> TASK GOAL:
Filter the records for "palm" and keep each line that has it.

Point-per-instance localization data
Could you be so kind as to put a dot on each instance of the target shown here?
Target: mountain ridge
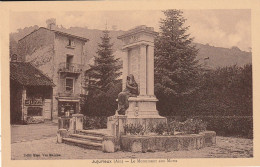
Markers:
(211, 56)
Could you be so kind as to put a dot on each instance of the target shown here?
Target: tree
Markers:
(104, 86)
(176, 67)
(105, 70)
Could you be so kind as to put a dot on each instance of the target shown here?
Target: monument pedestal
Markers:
(142, 109)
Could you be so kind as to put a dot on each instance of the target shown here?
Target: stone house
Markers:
(60, 56)
(30, 94)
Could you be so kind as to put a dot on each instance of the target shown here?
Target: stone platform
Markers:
(133, 143)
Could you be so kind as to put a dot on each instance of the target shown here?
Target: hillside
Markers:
(217, 56)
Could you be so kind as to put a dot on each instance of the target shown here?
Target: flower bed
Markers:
(145, 143)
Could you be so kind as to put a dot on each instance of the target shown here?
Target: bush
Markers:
(94, 122)
(240, 126)
(134, 129)
(193, 126)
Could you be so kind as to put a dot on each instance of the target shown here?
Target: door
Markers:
(47, 109)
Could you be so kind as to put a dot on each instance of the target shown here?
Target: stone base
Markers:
(142, 110)
(142, 107)
(135, 143)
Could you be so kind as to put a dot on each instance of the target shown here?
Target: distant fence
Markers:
(239, 126)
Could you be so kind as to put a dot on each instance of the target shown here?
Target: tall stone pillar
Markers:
(150, 70)
(139, 61)
(142, 72)
(125, 67)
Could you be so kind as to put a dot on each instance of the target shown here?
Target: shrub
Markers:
(94, 122)
(134, 129)
(165, 128)
(193, 126)
(240, 126)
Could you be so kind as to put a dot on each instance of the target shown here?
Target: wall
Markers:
(38, 48)
(61, 52)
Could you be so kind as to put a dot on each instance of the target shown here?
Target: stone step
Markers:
(82, 143)
(91, 133)
(87, 138)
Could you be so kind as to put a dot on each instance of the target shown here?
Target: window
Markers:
(34, 111)
(71, 43)
(69, 84)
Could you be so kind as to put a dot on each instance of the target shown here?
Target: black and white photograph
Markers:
(131, 86)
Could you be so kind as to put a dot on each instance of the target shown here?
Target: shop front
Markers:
(30, 94)
(68, 106)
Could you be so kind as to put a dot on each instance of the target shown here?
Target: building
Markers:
(30, 94)
(61, 57)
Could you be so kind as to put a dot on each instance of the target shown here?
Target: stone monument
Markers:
(138, 60)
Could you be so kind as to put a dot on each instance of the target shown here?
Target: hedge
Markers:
(239, 126)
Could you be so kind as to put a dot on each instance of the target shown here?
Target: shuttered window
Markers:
(69, 84)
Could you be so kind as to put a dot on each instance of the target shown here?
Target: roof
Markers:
(138, 29)
(59, 32)
(26, 74)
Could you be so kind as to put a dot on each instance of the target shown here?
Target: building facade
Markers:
(61, 57)
(30, 94)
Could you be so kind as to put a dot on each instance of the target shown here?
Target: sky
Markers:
(220, 28)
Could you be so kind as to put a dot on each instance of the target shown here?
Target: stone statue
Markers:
(130, 90)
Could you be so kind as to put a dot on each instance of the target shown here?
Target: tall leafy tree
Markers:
(176, 67)
(105, 70)
(104, 84)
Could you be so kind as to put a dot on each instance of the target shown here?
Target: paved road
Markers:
(226, 147)
(22, 133)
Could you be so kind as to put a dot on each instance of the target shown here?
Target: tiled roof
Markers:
(26, 74)
(58, 32)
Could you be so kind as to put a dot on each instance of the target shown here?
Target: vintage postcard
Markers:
(130, 83)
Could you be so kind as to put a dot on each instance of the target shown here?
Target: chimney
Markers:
(51, 23)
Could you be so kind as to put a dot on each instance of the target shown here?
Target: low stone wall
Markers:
(134, 143)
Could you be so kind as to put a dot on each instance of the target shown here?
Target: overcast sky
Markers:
(222, 28)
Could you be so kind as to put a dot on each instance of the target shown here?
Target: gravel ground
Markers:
(22, 133)
(47, 148)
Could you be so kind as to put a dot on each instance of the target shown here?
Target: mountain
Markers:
(211, 56)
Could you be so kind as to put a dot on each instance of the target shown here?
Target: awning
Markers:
(68, 99)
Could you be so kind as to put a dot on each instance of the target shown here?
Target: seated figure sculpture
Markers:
(131, 90)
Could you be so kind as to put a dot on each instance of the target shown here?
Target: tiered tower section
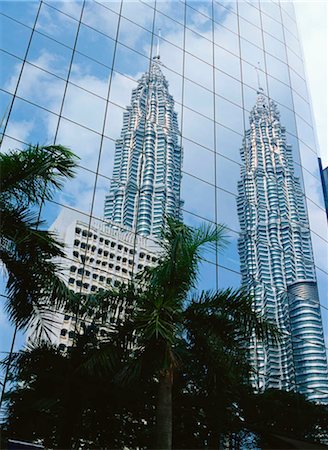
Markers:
(148, 158)
(276, 258)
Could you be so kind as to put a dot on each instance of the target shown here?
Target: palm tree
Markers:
(168, 315)
(28, 178)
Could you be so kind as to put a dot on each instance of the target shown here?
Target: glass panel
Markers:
(121, 89)
(271, 26)
(100, 18)
(198, 197)
(9, 77)
(251, 76)
(227, 209)
(226, 62)
(102, 189)
(172, 9)
(316, 204)
(249, 12)
(171, 30)
(228, 114)
(114, 121)
(41, 88)
(224, 14)
(139, 13)
(112, 4)
(207, 277)
(228, 279)
(287, 119)
(295, 143)
(302, 108)
(82, 142)
(198, 99)
(29, 123)
(135, 37)
(198, 71)
(298, 84)
(270, 9)
(203, 7)
(198, 46)
(78, 104)
(171, 56)
(249, 100)
(199, 22)
(227, 174)
(5, 102)
(95, 45)
(24, 12)
(252, 54)
(287, 20)
(72, 8)
(322, 282)
(90, 75)
(78, 192)
(198, 161)
(57, 25)
(305, 133)
(128, 62)
(229, 256)
(14, 37)
(9, 143)
(226, 39)
(292, 42)
(309, 160)
(275, 47)
(295, 63)
(320, 250)
(250, 32)
(228, 143)
(277, 68)
(107, 158)
(228, 87)
(175, 84)
(280, 92)
(44, 52)
(198, 128)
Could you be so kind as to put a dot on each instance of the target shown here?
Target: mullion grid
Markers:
(183, 77)
(170, 69)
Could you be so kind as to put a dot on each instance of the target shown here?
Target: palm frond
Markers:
(237, 307)
(32, 174)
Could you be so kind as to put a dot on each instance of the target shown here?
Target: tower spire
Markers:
(258, 69)
(157, 56)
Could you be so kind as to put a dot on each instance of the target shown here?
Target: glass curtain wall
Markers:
(69, 69)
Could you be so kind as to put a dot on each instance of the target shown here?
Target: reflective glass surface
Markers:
(81, 76)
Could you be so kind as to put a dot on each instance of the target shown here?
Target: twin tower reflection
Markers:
(274, 244)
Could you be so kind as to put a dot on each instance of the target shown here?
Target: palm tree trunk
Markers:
(164, 411)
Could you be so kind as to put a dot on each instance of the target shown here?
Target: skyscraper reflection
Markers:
(277, 259)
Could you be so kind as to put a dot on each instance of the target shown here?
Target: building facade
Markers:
(324, 180)
(71, 68)
(145, 186)
(276, 257)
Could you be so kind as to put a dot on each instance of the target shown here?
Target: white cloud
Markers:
(313, 21)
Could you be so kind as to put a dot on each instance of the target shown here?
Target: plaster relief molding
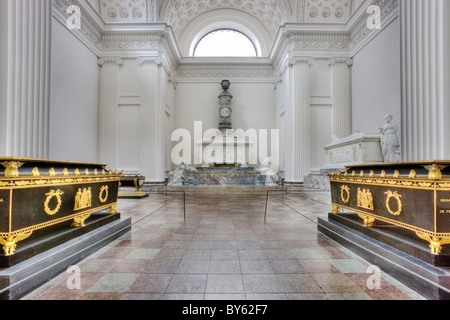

> SOLUTION:
Target: palm tree
Target: palm frond
Target: palm tree trunk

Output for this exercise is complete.